出典文書:
----------------
ケーシング51は、車室内に送風される送風空気の空気通路を形成するもので、ある程度の弾性を有し、強度的にも優れた樹脂(具体的には、ポリプロピレン)にて成形されている。ケーシング51の送風空気流れ最上流側には、内外気切替装置53が配置されている。内外気切替装置53は、ケーシング51内へ内気(車室内空気)と外気(車室外空気)とを切替導入するものである。
内外気切替装置53は、ケーシング51内へ内気を導入させる内気導入口及び外気を導入させる外気導入口の開口面積を、内外気切替ドアによって連続的に調整して、内気の導入風量と外気の導入風量との導入割合を変化させることができる。内外気切替ドアは、内外気切替ドア用の電動アクチュエータによって駆動される。この電動アクチュエータは、制御装置60から出力される制御信号によって、その作動が制御される。
内外気切替装置53の送風空気流れ下流側には、送風機52が配置されている。送風機52は、内外気切替装置53を介して吸入した空気を車室内へ向けて送風する機能を果たす。送風機52は、遠心多翼ファンを電動モータにて駆動する電動送風機である。送風機52は、制御装置60から出力される制御電圧によって、回転数(すなわち、送風能力)が制御される。
----------------
データ抜粋:
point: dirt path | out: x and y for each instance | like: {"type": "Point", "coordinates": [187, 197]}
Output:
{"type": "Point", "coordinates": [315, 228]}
----------------
演習課題:
• 1. 出典文書によれば、ケーシング51は具体的にどの樹脂で成形されていますか。
• 2. 出典文書のうち、「内外気切替装置53の送風空気」を含む語句から始まり、「ち、送風能力)が制御される。」の後で終わる部分を、一字も変えずに返してください。

最終解答:
• 1. ポリプロピレンです。

• 2.
内外気切替装置53の送風空気流れ下流側には、送風機52が配置されている。送風機52は、内外気切替装置53を介して吸入した空気を車室内へ向けて送風する機能を果たす。送風機52は、遠心多翼ファンを電動モータにて駆動する電動送風機である。送風機52は、制御装置60から出力される制御電圧によって、回転数(すなわち、送風能力)が制御される。